**Texto proporcionado**
El hedonismo, que estupendo y que maravilloso es, cómo me gusta. Siempre he sido alguien a quien no le amarga un dulce y que siempre que tiene ocasión disfruta, pierde el tiempo y observa y vive las cosas bonitas, ricas, perfumadas, agradables, divertidas, suaves, y en definitiva, buenas. Es por eso por lo que tengo pensado hablaros de todas ellas. Y por empezar con algo atípico, os hablaré de la luz, o si os gusta más de las imágenes de postal que esta crea.

Tengo la suerte de vivir mirando la belleza de las montañas, los pueblos y los embalses. Sus atardeceres, sus amaneceres, sus nubes, sus nieves, sus fuegos artificiales y sus luces nocturnas. Todo visto desde la lejanía, desde las alturas, como tocado por el dedo de ese Dios en el que no creo.

Rayos de sol que se abren paso entre las nubes, creando luz entre las sombras. Pueblos cuyas luces tintinean en medio de la oscura noche, como parte del grupo de estrellas que los cubren. El sol, que al esconderse entre las montañas, tiñe todo de rojo, rosa, naranja y amarillo, dejando el cielo como el arco iris que tantas veces aparece cuando la lluvia y el sol se ponen de acuerdo. Y si miras arriba, ves como el día se convierte en noche, y como la mitad del cielo es azul oscuro, profundo y tenebroso, y la otra mitad, aún brilla en la claridad. El reflejo de las nubes en el agua y el del sol en la nieve, que crea una sensación cristalina y luminosa. Todo eso está delante de mi (y de todos si queremos verlo), y aunque muchas veces trato de capturarlo en mi objetivo, no siempre lo consigo, porque la luz, el brillo y la proporción que están viendo mis ojos, es claramente inalcanzable, incapturable e irreproducible. Siempre quedará guardarlo en la memoria.

**Tu tarea**
¿Puedes reproducir completo, sin cambiar una sola palabra, el texto de arriba sobre la luz de los paisajes?

**Filas de datos**

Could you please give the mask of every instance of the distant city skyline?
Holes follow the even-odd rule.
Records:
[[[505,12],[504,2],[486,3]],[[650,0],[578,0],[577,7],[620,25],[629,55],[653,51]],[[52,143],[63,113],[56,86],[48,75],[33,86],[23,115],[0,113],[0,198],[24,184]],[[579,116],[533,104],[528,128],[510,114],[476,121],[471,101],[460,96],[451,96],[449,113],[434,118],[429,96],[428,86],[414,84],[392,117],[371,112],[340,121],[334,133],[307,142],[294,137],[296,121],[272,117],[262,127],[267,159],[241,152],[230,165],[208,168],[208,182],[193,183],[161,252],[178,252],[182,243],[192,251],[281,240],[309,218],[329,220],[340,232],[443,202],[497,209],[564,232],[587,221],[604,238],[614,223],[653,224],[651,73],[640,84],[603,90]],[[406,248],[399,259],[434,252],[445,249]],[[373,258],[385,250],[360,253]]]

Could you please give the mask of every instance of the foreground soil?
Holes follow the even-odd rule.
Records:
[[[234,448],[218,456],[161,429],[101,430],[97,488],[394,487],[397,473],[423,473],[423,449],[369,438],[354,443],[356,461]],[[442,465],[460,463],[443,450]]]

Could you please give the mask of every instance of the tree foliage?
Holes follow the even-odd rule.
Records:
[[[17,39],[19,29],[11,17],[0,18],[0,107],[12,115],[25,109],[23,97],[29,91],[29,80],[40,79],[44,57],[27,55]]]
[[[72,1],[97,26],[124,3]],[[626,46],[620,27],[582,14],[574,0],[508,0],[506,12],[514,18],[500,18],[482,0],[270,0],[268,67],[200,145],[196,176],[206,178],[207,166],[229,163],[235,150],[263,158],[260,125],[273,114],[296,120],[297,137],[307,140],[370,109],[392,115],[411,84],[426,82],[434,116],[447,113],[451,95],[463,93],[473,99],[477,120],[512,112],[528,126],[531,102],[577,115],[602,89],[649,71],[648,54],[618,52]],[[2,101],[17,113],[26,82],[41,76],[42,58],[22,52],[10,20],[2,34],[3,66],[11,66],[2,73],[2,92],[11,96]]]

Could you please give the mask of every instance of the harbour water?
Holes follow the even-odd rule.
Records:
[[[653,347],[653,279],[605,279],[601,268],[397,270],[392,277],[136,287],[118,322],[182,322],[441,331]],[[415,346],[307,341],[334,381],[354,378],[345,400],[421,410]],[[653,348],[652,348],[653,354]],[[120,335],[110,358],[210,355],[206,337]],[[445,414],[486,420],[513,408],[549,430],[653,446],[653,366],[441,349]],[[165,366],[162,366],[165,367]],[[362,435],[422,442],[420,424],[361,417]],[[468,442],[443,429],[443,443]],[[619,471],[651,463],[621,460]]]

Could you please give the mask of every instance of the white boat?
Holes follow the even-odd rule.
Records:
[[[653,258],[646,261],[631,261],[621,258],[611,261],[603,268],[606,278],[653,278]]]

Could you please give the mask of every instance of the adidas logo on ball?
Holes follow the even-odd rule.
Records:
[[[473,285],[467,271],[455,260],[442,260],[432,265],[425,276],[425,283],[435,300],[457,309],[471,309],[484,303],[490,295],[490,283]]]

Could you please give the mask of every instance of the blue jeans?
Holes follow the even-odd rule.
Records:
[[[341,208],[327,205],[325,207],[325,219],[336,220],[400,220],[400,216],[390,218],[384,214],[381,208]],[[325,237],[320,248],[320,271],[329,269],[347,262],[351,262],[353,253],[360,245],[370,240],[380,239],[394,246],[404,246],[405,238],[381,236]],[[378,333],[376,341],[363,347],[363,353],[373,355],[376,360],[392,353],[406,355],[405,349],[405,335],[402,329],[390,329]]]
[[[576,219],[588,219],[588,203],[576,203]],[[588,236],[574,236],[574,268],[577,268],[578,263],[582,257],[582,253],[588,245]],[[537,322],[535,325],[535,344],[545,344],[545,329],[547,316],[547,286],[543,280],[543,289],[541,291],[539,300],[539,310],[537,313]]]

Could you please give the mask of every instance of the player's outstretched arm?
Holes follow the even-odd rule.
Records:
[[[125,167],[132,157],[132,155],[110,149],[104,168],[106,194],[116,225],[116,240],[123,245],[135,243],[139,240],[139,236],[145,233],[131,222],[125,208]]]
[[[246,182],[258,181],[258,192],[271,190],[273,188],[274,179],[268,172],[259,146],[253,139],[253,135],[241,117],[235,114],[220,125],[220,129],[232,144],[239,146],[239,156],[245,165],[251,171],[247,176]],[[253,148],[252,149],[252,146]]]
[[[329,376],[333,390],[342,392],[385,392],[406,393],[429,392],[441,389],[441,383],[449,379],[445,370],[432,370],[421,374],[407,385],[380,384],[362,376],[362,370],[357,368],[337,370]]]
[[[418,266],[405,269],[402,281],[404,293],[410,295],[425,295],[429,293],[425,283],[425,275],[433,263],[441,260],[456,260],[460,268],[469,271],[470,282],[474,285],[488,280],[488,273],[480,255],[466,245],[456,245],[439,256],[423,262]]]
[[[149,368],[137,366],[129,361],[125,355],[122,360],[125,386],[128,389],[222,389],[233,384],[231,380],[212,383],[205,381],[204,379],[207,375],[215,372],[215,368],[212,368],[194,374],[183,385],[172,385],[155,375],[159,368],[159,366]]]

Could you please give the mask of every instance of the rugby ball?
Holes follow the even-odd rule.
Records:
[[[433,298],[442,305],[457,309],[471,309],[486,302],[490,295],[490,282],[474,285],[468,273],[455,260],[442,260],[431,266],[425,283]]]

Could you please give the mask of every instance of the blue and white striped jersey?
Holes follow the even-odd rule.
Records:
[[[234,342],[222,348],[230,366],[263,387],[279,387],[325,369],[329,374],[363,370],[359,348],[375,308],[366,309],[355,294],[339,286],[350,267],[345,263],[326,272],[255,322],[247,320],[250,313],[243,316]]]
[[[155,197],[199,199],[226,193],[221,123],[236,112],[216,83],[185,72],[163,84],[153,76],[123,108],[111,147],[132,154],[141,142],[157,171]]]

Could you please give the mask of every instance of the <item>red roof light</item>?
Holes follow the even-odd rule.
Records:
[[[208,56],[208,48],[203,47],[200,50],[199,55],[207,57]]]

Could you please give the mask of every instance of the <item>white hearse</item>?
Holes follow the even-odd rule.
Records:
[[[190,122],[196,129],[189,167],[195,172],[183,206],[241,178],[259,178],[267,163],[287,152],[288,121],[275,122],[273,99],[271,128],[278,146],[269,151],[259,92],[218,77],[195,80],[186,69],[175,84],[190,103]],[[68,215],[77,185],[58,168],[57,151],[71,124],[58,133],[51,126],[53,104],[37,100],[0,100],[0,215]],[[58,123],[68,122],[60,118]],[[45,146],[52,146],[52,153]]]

--

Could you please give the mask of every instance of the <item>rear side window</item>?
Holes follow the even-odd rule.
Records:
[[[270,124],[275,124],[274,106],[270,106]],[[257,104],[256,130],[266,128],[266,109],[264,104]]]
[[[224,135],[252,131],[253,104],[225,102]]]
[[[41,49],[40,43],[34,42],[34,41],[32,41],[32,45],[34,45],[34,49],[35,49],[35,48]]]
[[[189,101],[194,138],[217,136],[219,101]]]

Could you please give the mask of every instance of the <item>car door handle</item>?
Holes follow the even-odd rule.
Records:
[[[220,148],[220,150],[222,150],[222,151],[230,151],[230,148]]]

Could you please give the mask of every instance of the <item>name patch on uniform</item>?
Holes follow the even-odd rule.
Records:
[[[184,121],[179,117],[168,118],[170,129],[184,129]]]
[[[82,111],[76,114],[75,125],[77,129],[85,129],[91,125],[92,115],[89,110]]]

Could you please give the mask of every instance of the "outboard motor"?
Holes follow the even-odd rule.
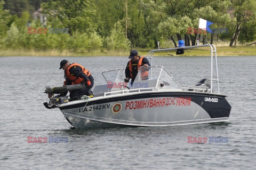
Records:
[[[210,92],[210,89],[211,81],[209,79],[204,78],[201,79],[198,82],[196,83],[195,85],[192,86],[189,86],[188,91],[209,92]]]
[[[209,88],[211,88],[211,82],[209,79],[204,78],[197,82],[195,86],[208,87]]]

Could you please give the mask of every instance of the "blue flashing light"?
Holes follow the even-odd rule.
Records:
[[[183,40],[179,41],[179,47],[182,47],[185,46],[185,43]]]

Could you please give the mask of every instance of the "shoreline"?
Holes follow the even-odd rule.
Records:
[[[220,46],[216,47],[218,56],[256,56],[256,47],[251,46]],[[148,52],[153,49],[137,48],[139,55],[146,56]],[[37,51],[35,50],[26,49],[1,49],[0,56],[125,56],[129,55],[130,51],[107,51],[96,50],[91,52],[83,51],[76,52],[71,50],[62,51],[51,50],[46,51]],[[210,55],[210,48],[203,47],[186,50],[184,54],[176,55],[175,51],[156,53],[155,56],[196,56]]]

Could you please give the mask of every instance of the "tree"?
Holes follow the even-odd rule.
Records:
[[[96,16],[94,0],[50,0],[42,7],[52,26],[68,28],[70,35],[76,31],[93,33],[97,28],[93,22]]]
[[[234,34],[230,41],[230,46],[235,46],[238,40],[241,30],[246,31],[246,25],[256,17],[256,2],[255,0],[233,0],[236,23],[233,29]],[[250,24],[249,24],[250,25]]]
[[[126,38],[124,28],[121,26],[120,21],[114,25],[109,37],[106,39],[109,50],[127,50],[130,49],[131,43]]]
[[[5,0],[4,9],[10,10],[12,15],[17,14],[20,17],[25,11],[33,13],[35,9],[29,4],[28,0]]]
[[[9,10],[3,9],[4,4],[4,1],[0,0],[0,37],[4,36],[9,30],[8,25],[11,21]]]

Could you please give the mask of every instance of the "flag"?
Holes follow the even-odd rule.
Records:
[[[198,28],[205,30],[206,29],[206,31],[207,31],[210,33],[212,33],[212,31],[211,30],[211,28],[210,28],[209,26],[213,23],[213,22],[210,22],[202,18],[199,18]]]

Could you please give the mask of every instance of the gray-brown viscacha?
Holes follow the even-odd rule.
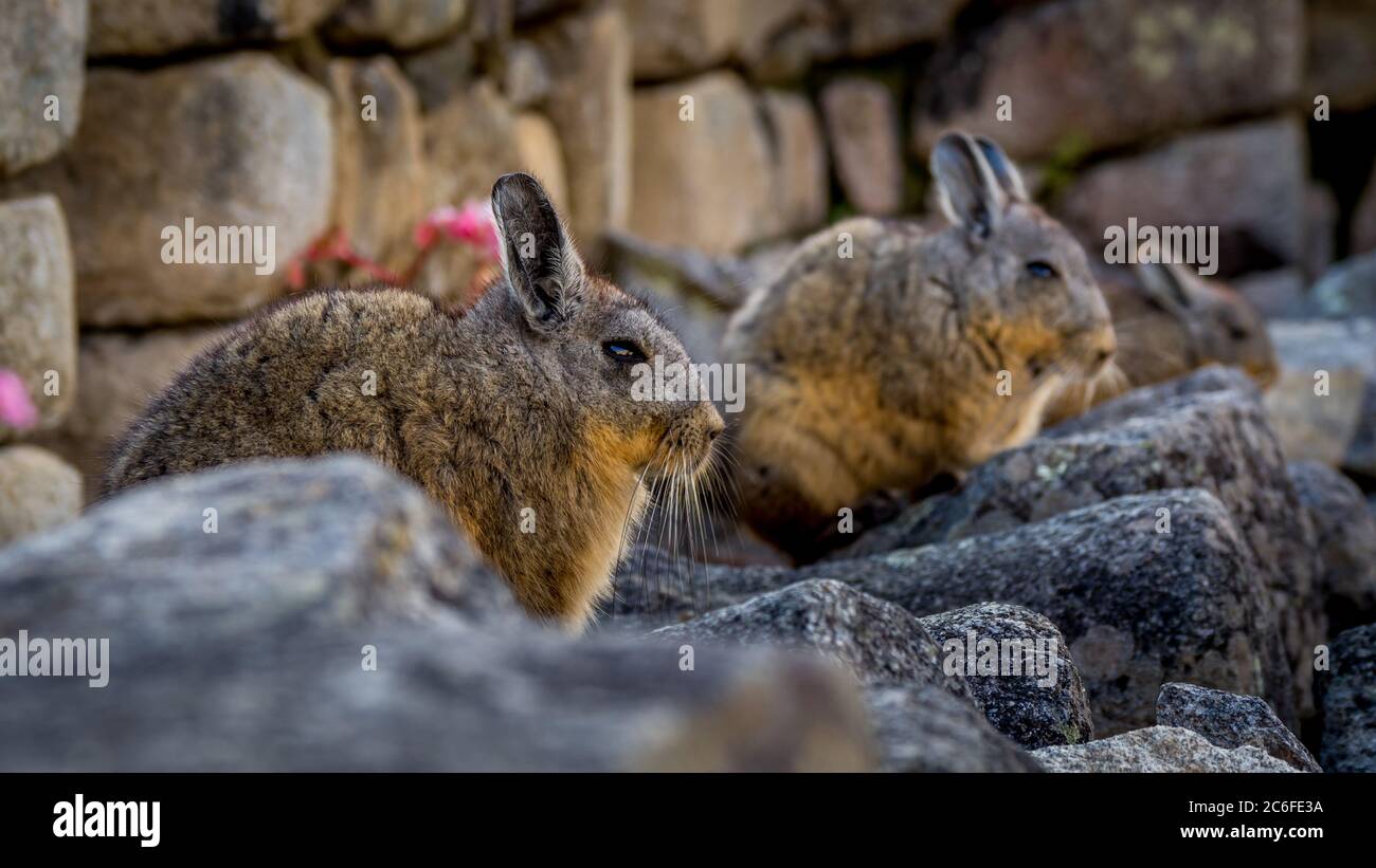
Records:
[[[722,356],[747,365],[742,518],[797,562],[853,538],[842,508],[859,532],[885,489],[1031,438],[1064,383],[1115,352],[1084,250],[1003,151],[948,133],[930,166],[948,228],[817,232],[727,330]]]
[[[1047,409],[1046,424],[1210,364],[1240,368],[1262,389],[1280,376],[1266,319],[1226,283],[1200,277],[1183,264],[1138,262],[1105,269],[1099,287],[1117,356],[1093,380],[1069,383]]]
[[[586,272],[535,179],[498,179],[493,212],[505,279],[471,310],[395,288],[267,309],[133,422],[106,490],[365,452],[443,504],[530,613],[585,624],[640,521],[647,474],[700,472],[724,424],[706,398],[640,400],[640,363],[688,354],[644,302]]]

**Respuesta final**
El hedonismo, que estupendo y que maravilloso es, cómo me gusta. Siempre he sido alguien a quien no le amarga un dulce y que siempre que tiene ocasión disfruta, pierde el tiempo y observa y vive las cosas bonitas, ricas, perfumadas, agradables, divertidas, suaves, y en definitiva, buenas. Es por eso por lo que tengo pensado hablaros de todas ellas. Y por empezar con algo atípico, os hablaré de la luz, o si os gusta más de las imágenes de postal que esta crea.

Tengo la suerte de vivir mirando la belleza de las montañas, los pueblos y los embalses. Sus atardeceres, sus amaneceres, sus nubes, sus nieves, sus fuegos artificiales y sus luces nocturnas. Todo visto desde la lejanía, desde las alturas, como tocado por el dedo de ese Dios en el que no creo.

Rayos de sol que se abren paso entre las nubes, creando luz entre las sombras. Pueblos cuyas luces tintinean en medio de la oscura noche, como parte del grupo de estrellas que los cubren. El sol, que al esconderse entre las montañas, tiñe todo de rojo, rosa, naranja y amarillo, dejando el cielo como el arco iris que tantas veces aparece cuando la lluvia y el sol se ponen de acuerdo. Y si miras arriba, ves como el día se convierte en noche, y como la mitad del cielo es azul oscuro, profundo y tenebroso, y la otra mitad, aún brilla en la claridad. El reflejo de las nubes en el agua y el del sol en la nieve, que crea una sensación cristalina y luminosa. Todo eso está delante de mi (y de todos si queremos verlo), y aunque muchas veces trato de capturarlo en mi objetivo, no siempre lo consigo, porque la luz, el brillo y la proporción que están viendo mis ojos, es claramente inalcanzable, incapturable e irreproducible. Siempre quedará guardarlo en la memoria.